Task prompt: Output every entry exactly as given.

------ Stored records ------

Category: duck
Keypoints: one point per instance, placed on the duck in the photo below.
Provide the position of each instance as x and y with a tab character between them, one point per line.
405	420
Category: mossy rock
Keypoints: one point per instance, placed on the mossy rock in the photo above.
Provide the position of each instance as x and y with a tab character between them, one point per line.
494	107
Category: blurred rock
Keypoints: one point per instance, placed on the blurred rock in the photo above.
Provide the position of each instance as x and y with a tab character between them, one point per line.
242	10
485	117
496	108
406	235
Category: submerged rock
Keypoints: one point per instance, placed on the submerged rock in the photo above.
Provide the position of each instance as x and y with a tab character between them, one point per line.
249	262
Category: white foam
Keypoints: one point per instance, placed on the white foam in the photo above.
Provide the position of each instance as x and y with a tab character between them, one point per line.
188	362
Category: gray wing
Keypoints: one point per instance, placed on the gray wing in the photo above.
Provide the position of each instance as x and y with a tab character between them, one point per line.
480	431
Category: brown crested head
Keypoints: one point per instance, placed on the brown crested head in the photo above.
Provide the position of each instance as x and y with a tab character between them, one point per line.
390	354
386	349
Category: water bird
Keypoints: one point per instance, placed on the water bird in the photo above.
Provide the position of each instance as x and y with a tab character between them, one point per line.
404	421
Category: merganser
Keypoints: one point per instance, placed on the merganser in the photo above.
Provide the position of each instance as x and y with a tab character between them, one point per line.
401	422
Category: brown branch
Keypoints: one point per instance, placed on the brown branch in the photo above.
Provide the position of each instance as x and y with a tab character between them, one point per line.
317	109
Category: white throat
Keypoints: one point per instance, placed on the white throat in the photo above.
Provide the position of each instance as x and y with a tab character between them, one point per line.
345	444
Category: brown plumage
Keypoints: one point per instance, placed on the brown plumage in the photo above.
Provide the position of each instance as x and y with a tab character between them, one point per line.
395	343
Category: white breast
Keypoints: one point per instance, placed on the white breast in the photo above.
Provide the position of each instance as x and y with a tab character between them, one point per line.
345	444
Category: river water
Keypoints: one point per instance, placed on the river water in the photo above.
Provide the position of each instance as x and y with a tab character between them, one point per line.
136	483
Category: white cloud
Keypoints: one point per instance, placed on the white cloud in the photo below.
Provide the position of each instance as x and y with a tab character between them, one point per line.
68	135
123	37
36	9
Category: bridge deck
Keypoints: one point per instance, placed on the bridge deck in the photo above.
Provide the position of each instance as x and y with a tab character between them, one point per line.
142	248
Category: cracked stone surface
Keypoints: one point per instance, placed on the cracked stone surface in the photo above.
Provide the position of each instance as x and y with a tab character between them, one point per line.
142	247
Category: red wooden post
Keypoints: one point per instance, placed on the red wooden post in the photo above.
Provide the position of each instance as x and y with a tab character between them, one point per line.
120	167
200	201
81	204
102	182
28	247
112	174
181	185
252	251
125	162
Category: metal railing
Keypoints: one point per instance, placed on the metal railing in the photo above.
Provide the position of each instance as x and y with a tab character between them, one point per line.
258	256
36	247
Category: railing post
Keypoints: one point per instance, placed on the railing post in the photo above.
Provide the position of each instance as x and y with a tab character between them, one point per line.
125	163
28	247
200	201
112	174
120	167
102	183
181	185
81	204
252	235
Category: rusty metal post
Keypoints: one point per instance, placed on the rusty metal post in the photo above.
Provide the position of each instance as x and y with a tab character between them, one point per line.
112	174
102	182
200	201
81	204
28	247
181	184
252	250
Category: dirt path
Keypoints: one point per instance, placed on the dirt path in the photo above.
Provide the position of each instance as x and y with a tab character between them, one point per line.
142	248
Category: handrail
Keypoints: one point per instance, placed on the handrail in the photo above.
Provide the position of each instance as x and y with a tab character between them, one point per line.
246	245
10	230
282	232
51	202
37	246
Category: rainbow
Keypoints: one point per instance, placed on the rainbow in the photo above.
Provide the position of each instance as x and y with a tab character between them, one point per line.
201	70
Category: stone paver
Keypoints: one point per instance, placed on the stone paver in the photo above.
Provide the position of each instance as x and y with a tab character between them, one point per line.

------

Full solution:
Category: duck
Keypoints: one point per instance, placed on the duck in the photo below.
Provide the position of each instance as x and y with a tab character between them, one point per line.
405	420
Category: mossy rock
Keypoints: one point per instance, placed on the mossy rock in the photo above.
Provide the position of each instance as x and y with a tab character between them, one point per line.
494	107
Category: blurred rock
Keypoints: one point per instance, placed on the blurred rock in the photo above.
Provide the position of each instance as x and y with a tab character between them, one point per line.
242	10
485	117
496	108
406	235
Category: submerged rock
Keypoints: one point per instance, placed on the submerged rock in the photo above.
Provide the position of each instance as x and y with a tab character between them, one point per line.
249	262
Category: white foam
Keypoints: one point per instance, placed on the white foam in the photo above.
Provide the position of each instance as x and y with a tab character between them, one point per line.
188	362
Category: gray wing
Keypoints: one point per instance, placed on the gray wing in the photo above.
Provide the position of each instance as x and y with a tab character between them, one point per line.
480	431
Category: brown crested head
Keypoints: one point per instance, placed on the brown crested head in the photo above.
Provide the position of each instance as x and y with a tab character between them, one point per line.
390	354
386	349
Category: water bird
Keypoints: one point per instance, placed on the water bird in the photo above.
Provide the position of each instance as x and y with a tab character between them, one point per line.
404	421
Category: merganser
Keypoints: one point per instance, placed on the merganser in the photo above.
Provide the position of each instance as x and y with a tab character between them, one point per line.
401	422
Category: brown branch
Keypoints: one point per instance, placed on the brown branch in the photo above.
Provide the position of each instance as x and y with a tab character between them, one point per line.
317	109
Category: white throat
Keypoints: one point per instance, placed on the white throat in the photo above.
Provide the position of each instance as x and y with a tab character between them, one point per line.
345	444
Category: brown plumage
Keypoints: one point per instance, placed on the brown plumage in the photo above.
Provide the position of each instance as x and y with a tab character between them, one point per line.
395	343
Category: white breast
Keypoints: one point per instance, placed on the white breast in the photo above.
Provide the position of each instance as x and y with a tab character between them, one point per line.
345	444
Category: river water
Keypoints: one point per instance, placed on the river water in the photo above.
Provide the position of each instance as x and y with a tab character between them, one point per line.
136	483
Category: white cloud
Keypoints: one point per instance, placed on the white cloud in the photo below.
Provide the position of each instance as x and y with a tab character between them, one point per line.
68	135
123	37
36	9
Category: bridge deck
Keypoints: one point per instance, placed on the bridge deck in the photo above.
Provide the position of each instance as x and y with a tab character between them, one point per line.
142	248
Category: cracked stone surface
Keypoints: one point per instance, placed on the cracked stone surface in the photo above.
Provide the position of each instance as x and y with a tab character between them, one point per line.
142	247
Category: red wooden post
Keypoints: one point per instance, placed on the red wooden post in the photo above.
Provide the position of each instance as x and y with a tab character between them, one point per line.
120	167
200	201
81	204
102	182
28	247
112	174
181	185
252	251
125	162
Category: metal railing
Keypoints: one point per instance, placed on the metal railing in the photo above.
Provide the position of each instance as x and y with a tab character between them, one point per line.
258	256
36	247
Category: railing post
Keypoints: one point per instance, placed on the railing post in the photo above.
Provide the position of each instance as x and y with a tab character between them, one point per line.
125	163
28	247
200	201
112	174
120	167
102	183
181	185
81	204
252	235
Category: rusty metal post
Keypoints: one point per instance, placed on the rusty metal post in the photo above.
Provide the position of each instance as x and y with a tab character between them, one point per line.
112	174
102	182
200	201
81	204
28	247
181	184
252	250
Category: dirt path
Keypoints: one point per instance, placed on the dirt path in the photo above.
Provide the position of each instance as x and y with a tab character between them, one point per line.
142	248
Category: handrail
Keypoints: one point per instance, placed on the handrail in the photo above.
Provide the position of each instance as x and y with a tab character between them, one point per line.
246	245
10	230
282	232
51	202
37	246
Category: rainbow
Keypoints: one point per instance, placed on the rainbow in the photo above.
Provide the position of each instance as x and y with a tab character between them, one point per line.
201	70
Category: stone paver
Keypoints: one point per instance, placed on the stone paver in the photo above.
Provide the position of each instance as x and y with a tab character between them, one point per line.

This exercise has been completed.